» **Directive**
Report each line in the data below that contains the string "dense", matching case exactly.

-- BEGIN Task inputs --

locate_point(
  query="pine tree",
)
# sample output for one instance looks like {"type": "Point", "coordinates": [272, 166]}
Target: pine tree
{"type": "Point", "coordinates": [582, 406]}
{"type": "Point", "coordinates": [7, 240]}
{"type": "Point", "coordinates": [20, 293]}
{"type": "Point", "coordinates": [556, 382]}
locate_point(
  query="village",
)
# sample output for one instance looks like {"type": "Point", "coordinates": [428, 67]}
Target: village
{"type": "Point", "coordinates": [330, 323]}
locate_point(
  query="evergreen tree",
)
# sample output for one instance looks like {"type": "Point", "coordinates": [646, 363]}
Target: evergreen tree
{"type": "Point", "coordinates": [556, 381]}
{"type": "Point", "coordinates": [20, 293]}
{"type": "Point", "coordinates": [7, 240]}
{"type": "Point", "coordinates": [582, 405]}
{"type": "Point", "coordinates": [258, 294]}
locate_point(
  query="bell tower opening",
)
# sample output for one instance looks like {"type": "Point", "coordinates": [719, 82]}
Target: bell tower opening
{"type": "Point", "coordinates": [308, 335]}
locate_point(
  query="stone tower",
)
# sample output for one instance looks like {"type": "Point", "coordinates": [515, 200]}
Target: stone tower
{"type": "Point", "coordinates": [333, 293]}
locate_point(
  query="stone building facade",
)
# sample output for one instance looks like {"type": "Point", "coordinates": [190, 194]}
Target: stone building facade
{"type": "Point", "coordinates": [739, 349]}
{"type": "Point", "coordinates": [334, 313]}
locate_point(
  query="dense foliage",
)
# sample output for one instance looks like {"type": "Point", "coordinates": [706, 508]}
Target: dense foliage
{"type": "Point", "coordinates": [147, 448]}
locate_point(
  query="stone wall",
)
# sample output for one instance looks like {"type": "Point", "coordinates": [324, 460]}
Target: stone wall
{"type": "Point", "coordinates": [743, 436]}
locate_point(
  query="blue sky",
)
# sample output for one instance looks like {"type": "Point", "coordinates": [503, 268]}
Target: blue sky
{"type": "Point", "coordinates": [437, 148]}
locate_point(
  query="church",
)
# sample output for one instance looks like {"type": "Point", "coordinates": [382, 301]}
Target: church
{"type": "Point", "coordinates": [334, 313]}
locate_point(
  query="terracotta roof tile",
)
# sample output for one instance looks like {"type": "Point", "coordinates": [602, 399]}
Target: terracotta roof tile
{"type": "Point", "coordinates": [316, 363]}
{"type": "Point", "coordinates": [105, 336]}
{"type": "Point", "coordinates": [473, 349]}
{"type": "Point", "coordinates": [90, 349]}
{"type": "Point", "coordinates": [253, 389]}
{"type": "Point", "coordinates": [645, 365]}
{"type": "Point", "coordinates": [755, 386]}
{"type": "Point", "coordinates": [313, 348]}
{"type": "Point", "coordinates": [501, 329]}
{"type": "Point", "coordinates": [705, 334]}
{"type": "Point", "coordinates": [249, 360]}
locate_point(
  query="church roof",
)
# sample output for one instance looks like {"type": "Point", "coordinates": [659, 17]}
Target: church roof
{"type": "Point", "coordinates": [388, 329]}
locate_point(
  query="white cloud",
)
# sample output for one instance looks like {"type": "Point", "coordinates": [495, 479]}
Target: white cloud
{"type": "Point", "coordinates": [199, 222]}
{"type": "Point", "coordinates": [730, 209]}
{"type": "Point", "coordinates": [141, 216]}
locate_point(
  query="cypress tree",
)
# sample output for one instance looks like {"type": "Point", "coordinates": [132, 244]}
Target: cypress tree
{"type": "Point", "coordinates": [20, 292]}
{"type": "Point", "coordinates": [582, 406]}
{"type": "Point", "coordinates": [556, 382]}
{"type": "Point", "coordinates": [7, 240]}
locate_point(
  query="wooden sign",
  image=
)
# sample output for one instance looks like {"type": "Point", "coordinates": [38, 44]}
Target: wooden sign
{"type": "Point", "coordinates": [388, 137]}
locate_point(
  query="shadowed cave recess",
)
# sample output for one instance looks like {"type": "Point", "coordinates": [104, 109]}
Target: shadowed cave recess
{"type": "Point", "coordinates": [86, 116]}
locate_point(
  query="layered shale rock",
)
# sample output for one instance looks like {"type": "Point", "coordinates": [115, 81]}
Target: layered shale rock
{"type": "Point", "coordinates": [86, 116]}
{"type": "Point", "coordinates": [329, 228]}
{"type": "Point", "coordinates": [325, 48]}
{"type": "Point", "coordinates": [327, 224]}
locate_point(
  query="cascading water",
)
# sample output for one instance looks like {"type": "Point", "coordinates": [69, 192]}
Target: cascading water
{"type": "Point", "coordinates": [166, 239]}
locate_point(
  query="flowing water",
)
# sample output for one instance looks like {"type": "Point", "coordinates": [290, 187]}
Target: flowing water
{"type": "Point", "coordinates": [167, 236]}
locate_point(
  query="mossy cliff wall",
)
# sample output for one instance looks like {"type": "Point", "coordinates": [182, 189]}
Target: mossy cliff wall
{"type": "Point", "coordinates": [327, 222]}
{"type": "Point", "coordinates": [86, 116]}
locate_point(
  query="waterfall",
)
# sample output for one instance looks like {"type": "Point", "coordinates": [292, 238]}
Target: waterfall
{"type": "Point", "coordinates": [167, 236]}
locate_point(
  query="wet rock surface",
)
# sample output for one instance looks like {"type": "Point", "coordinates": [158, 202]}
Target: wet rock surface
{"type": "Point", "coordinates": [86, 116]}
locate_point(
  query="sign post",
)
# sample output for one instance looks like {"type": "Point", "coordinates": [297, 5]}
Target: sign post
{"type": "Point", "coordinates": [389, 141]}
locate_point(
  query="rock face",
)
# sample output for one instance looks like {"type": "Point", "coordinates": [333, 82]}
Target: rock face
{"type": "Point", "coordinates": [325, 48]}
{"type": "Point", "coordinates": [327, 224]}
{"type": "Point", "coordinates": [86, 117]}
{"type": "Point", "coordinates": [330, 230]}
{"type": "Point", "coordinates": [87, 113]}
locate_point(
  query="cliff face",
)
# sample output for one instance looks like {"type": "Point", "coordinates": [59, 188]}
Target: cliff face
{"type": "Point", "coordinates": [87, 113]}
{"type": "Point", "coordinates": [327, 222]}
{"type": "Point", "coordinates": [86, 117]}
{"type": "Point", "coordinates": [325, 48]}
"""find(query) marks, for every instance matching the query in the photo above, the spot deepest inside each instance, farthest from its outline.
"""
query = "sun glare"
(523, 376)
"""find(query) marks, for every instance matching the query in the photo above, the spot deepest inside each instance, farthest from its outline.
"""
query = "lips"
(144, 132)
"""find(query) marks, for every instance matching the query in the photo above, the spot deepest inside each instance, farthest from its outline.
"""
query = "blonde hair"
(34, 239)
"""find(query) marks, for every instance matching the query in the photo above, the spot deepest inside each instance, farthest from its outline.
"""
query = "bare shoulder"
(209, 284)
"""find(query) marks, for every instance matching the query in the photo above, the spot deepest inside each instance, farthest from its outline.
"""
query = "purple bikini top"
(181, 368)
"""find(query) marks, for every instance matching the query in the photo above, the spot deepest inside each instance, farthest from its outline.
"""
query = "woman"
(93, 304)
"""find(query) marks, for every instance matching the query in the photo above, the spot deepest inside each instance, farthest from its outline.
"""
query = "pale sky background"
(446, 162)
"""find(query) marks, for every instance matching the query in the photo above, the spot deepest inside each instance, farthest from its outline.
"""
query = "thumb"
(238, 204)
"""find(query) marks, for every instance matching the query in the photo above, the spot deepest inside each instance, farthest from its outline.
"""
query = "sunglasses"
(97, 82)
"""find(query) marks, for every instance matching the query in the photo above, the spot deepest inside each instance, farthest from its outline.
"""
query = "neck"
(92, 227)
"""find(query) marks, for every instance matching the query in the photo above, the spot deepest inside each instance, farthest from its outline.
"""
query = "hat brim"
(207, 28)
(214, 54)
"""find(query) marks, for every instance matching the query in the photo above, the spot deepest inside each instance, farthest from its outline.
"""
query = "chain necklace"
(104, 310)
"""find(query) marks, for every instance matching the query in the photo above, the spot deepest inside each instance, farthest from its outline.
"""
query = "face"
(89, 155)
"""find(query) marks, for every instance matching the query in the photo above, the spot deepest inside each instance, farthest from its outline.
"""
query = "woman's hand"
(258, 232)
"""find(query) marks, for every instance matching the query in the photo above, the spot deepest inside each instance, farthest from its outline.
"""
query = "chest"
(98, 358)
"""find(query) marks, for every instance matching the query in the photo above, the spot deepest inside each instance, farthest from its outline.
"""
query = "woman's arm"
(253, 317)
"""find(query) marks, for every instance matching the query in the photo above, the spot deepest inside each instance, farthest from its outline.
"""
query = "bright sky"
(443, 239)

-- END Task inputs --

» **Response**
  query="dense foliage",
Target: dense foliage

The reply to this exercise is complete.